>>>>>

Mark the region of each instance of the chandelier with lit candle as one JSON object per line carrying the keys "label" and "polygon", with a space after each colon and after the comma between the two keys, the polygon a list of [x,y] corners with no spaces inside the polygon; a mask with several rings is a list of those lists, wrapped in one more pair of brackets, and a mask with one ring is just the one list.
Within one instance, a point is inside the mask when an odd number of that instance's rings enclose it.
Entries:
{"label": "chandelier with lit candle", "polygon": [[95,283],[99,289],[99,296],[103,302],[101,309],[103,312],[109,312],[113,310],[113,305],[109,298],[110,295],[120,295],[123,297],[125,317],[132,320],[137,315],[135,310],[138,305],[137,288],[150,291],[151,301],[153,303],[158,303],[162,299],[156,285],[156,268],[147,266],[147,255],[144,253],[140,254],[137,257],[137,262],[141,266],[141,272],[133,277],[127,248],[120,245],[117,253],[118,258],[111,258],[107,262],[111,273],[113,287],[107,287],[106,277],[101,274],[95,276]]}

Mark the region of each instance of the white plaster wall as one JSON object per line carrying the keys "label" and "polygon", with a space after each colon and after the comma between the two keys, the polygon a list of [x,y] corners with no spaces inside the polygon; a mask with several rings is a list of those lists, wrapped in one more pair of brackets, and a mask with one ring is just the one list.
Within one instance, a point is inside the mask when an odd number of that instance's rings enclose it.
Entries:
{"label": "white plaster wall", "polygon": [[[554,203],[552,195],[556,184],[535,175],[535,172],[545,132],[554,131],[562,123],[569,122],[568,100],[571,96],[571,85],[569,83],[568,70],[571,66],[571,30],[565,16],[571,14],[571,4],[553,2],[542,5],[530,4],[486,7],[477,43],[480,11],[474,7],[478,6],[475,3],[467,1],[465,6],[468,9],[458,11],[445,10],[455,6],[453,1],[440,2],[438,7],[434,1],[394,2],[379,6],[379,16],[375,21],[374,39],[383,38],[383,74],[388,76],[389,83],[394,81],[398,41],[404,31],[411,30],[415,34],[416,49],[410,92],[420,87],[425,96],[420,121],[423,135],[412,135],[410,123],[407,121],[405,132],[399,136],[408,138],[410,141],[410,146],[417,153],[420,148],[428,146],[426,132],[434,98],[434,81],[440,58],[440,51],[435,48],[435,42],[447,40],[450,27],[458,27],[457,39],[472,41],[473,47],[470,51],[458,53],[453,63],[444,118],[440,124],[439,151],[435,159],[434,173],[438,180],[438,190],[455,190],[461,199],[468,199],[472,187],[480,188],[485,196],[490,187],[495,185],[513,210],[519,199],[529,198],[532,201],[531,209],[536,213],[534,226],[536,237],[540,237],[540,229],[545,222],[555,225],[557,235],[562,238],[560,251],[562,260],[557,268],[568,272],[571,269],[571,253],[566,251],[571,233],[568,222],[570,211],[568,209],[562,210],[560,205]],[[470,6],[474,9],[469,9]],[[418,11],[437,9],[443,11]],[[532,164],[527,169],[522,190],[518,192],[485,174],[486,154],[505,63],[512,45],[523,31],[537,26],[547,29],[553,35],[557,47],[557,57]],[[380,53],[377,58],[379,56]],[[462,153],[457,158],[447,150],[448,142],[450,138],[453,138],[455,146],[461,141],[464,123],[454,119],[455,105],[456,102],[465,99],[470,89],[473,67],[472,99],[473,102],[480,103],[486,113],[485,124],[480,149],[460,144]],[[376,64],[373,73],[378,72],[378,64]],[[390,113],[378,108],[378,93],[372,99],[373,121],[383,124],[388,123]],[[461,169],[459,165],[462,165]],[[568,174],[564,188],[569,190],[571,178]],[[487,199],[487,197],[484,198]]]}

<<<<<

| EXERCISE REQUIREMENTS |
Return every line of the records above that contains the word "list".

| EXERCISE ANSWER |
Mark the region of each instance of the chandelier with lit candle as one JSON object per line carrying the keys "label" and "polygon", with a space after each colon and after the comma between the two keys, the polygon a list of [x,y] corners with no spaces inside the polygon; a mask with several rings is a list of those lists, wrapped in one more pair of brackets, and a mask with one ring is just the one list.
Mark the region of each instance of the white plaster wall as one JSON object per line carrying the keys "label" and "polygon", with a space after each colon and after the comma between the two keys, the polygon a list of [x,y] corners with no spaces inside the polygon; a mask with several rings is a list of those lists, wrapped in one more pair of brackets, and a mask with one ring is just the one list.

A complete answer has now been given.